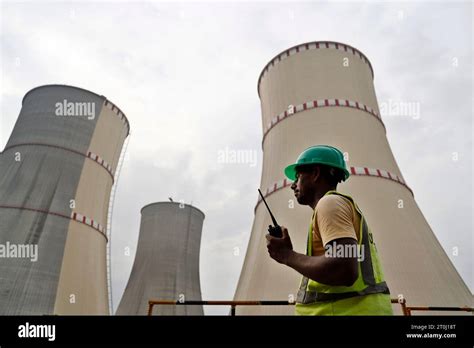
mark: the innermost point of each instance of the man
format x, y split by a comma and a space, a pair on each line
342, 274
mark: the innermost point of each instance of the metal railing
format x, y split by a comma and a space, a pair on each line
406, 310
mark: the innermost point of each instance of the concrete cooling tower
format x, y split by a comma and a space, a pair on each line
58, 169
323, 93
166, 265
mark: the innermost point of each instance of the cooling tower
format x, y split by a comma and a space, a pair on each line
166, 265
57, 170
323, 93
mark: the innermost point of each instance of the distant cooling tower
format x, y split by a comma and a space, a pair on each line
57, 171
166, 263
323, 93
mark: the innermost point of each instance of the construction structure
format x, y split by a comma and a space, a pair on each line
58, 169
323, 93
166, 262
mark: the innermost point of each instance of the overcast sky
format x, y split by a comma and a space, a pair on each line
185, 74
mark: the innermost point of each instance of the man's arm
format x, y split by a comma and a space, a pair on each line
335, 271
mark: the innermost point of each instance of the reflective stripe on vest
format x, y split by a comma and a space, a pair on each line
306, 296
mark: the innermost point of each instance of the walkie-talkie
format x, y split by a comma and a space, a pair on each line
275, 230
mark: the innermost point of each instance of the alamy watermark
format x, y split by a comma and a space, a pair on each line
20, 251
345, 251
398, 108
84, 109
241, 156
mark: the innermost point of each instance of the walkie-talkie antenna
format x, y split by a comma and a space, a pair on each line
271, 215
275, 230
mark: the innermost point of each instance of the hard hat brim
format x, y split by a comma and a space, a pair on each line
290, 171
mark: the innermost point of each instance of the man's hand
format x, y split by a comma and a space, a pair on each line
280, 249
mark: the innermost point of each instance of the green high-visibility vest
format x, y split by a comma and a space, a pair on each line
369, 295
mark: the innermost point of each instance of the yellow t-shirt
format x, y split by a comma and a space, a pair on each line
333, 218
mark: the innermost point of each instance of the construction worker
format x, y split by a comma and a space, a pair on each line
342, 274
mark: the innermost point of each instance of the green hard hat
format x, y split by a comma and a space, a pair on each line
318, 154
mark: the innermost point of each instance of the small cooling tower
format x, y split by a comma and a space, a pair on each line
166, 265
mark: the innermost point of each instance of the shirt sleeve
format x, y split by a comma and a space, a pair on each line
334, 219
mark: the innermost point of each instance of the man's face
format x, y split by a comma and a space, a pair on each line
304, 186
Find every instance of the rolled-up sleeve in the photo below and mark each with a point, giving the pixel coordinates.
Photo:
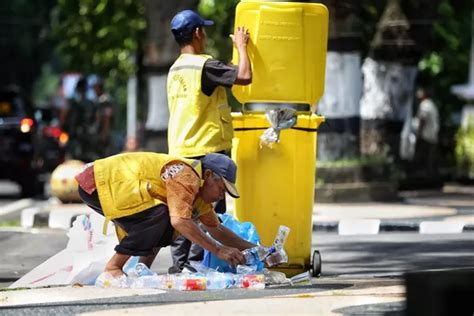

• Directive: Show every line that contains the string "walkie".

• Response to this exercise:
mark: the innermost point of each instance of the walkie-talkie
mark: the innermost point of each instance of the walkie-talkie antenna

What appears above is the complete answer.